[Natural language region descriptions]
* * *
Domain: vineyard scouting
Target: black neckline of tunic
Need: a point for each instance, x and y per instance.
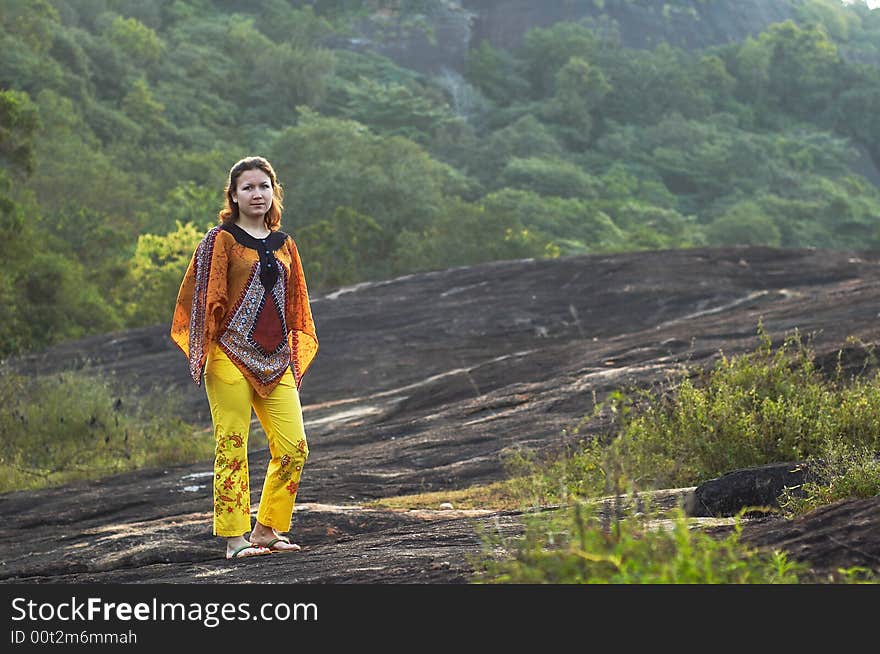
(265, 248)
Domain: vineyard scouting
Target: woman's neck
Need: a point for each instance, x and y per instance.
(256, 227)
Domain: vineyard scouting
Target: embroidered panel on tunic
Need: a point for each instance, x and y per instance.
(199, 304)
(255, 333)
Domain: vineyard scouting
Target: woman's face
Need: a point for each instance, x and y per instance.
(253, 193)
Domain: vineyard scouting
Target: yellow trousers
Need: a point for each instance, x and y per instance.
(231, 398)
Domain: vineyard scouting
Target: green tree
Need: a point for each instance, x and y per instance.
(347, 248)
(743, 224)
(555, 177)
(330, 162)
(157, 269)
(580, 89)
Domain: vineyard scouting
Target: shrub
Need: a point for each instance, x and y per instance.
(70, 426)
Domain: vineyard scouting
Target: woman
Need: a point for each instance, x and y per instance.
(243, 319)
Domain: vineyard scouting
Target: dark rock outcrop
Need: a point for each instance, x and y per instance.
(426, 383)
(748, 488)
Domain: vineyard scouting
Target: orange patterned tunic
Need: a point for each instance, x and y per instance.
(248, 296)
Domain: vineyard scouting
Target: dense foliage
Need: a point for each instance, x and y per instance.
(119, 120)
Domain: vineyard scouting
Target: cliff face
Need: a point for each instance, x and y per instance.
(440, 39)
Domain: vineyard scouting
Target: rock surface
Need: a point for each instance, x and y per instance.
(425, 383)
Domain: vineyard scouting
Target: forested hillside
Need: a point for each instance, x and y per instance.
(119, 120)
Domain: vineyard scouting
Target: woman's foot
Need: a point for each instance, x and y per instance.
(241, 548)
(267, 537)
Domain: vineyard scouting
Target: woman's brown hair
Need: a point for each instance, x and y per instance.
(229, 212)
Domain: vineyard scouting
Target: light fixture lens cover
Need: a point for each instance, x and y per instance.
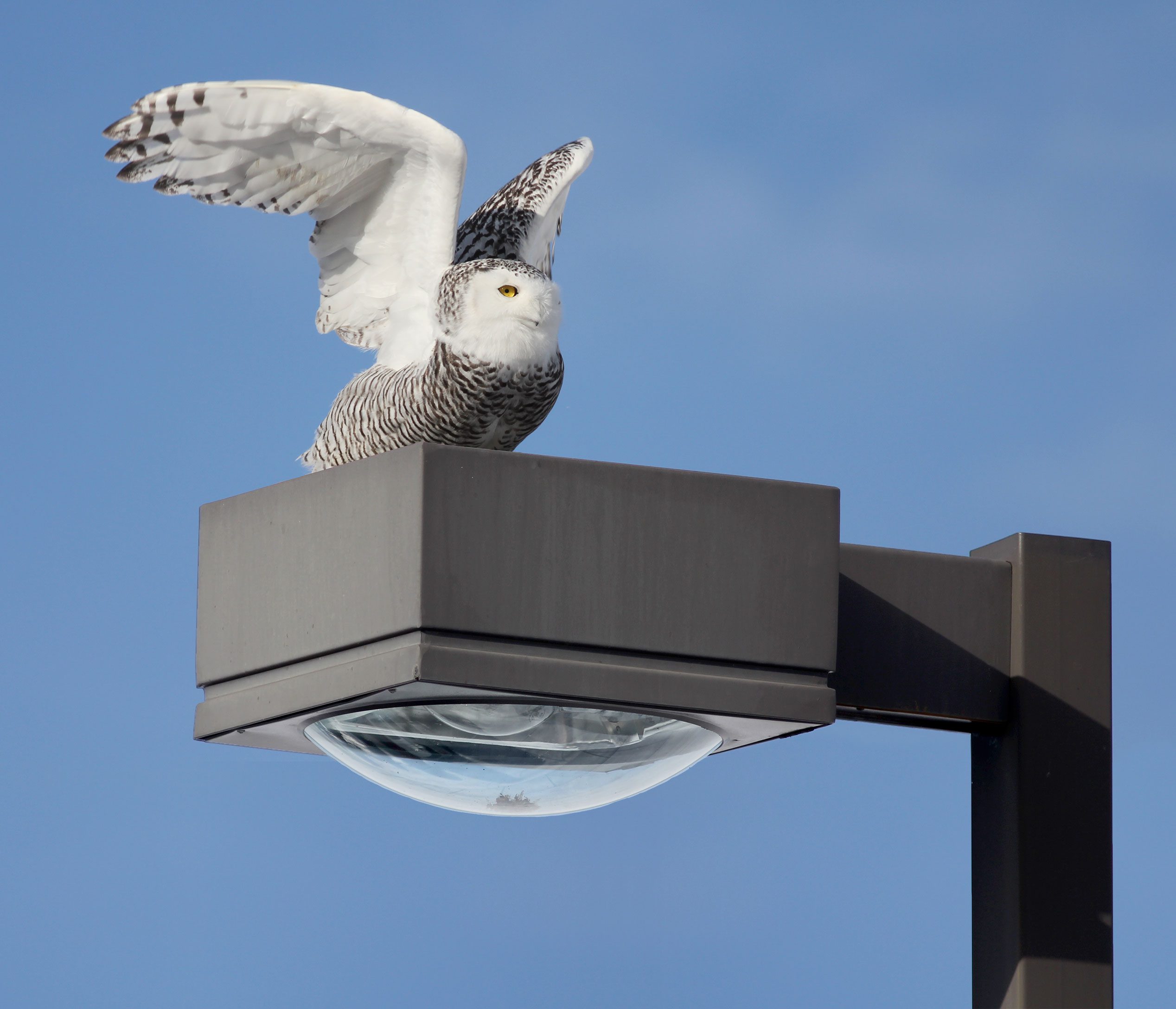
(512, 760)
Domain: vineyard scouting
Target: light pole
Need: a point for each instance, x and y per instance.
(471, 618)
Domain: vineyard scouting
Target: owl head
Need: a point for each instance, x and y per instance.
(500, 311)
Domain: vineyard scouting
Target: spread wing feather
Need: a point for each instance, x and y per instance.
(523, 220)
(383, 181)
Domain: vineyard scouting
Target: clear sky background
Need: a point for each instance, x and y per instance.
(924, 252)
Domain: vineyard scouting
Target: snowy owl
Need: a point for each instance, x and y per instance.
(465, 321)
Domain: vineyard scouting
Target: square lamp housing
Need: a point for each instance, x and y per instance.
(433, 575)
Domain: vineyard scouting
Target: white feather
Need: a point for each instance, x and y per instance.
(384, 183)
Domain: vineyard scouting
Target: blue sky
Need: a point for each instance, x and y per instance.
(924, 252)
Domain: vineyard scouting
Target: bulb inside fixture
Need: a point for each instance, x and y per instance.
(511, 759)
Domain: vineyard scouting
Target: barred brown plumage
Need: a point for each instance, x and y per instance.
(466, 325)
(453, 399)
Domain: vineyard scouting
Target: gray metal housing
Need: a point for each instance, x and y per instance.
(438, 572)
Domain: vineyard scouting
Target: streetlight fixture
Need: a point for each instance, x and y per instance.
(520, 635)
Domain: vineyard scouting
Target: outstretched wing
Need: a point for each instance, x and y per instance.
(523, 219)
(383, 181)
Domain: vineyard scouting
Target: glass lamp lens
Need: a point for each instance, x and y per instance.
(512, 760)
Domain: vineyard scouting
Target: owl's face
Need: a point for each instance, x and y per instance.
(500, 311)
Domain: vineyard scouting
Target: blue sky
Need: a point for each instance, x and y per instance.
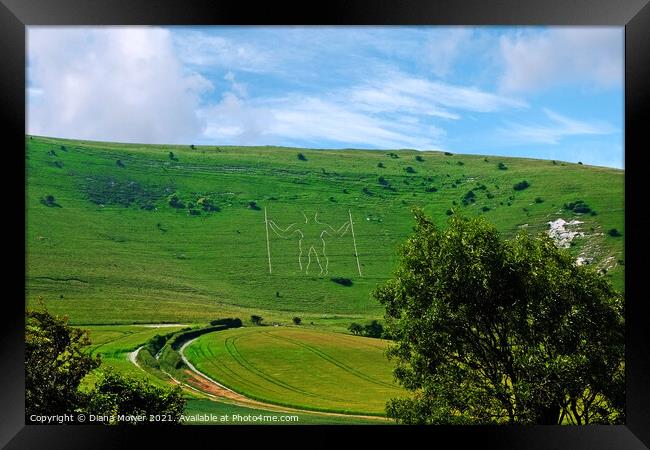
(552, 93)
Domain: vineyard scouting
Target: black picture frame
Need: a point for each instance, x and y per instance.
(634, 15)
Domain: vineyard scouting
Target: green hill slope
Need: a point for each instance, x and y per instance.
(114, 246)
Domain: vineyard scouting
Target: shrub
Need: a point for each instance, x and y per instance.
(50, 201)
(614, 232)
(256, 320)
(521, 185)
(175, 201)
(229, 322)
(342, 281)
(355, 328)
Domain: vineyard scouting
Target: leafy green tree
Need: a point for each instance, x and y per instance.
(373, 329)
(489, 330)
(56, 361)
(116, 395)
(355, 328)
(256, 320)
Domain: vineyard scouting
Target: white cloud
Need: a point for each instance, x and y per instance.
(386, 113)
(559, 56)
(201, 49)
(115, 83)
(559, 128)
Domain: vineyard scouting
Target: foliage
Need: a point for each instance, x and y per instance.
(520, 186)
(490, 330)
(355, 328)
(116, 395)
(56, 361)
(342, 281)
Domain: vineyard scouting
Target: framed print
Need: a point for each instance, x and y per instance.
(363, 218)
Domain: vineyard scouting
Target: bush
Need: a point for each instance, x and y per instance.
(175, 202)
(342, 281)
(374, 329)
(229, 322)
(50, 201)
(521, 185)
(256, 320)
(355, 328)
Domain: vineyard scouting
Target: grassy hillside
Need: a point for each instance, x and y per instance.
(299, 368)
(108, 247)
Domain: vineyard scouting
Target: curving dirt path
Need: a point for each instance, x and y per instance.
(202, 383)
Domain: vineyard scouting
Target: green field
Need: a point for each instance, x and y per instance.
(299, 368)
(122, 235)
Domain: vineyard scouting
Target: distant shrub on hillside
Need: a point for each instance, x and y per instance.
(175, 201)
(521, 185)
(50, 201)
(578, 206)
(256, 320)
(355, 328)
(342, 281)
(614, 232)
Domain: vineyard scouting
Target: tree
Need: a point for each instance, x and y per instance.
(373, 329)
(489, 330)
(116, 395)
(355, 328)
(56, 361)
(257, 320)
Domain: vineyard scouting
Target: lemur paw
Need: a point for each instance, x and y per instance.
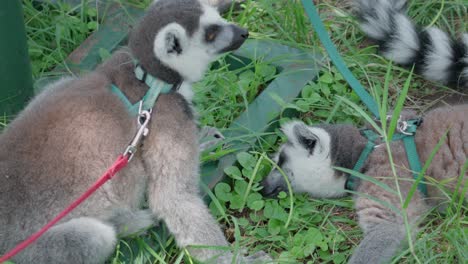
(259, 257)
(209, 137)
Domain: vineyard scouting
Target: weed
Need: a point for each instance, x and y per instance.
(293, 228)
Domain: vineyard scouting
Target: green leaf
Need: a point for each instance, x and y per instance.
(104, 54)
(223, 192)
(233, 172)
(257, 205)
(326, 78)
(282, 195)
(246, 160)
(236, 202)
(274, 226)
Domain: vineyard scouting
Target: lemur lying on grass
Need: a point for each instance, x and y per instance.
(72, 132)
(310, 156)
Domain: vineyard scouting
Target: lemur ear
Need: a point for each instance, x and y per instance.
(300, 134)
(305, 137)
(173, 43)
(170, 41)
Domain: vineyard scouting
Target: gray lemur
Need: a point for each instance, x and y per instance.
(311, 154)
(72, 132)
(436, 55)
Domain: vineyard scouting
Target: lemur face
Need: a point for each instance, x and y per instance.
(186, 36)
(306, 160)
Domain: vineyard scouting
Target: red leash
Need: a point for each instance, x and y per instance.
(119, 164)
(143, 117)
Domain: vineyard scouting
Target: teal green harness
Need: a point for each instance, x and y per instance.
(156, 87)
(406, 134)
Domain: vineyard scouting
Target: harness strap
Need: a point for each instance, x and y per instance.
(407, 136)
(370, 145)
(156, 87)
(366, 98)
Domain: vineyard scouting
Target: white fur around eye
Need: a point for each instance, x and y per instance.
(312, 174)
(192, 62)
(161, 43)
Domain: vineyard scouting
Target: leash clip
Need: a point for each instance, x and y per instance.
(144, 117)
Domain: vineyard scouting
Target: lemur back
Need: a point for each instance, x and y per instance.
(72, 132)
(312, 153)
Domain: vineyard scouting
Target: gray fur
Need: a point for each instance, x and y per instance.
(384, 229)
(72, 132)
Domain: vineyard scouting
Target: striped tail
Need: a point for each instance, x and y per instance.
(436, 55)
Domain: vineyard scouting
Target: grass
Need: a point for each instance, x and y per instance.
(294, 229)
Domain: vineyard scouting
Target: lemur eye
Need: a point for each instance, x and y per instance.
(211, 32)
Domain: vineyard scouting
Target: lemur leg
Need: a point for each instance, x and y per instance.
(173, 196)
(80, 240)
(381, 242)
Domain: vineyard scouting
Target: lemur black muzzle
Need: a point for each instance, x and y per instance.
(238, 38)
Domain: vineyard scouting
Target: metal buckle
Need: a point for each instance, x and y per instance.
(143, 119)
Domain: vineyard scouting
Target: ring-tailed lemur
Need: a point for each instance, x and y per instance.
(312, 153)
(70, 133)
(435, 54)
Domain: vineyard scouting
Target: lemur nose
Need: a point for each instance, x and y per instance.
(245, 34)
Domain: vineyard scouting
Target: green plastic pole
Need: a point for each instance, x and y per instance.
(16, 85)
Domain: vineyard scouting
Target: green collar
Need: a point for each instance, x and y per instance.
(407, 135)
(156, 87)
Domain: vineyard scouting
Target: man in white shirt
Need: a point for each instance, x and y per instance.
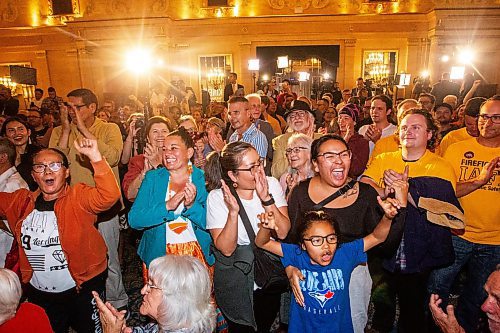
(379, 112)
(10, 181)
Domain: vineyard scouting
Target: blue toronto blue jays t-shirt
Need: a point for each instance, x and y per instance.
(325, 289)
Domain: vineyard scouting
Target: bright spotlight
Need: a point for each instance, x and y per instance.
* * *
**Instructions to follow**: Show all lines above containing "pole".

**Result**:
Target: light pole
Target: green plastic pole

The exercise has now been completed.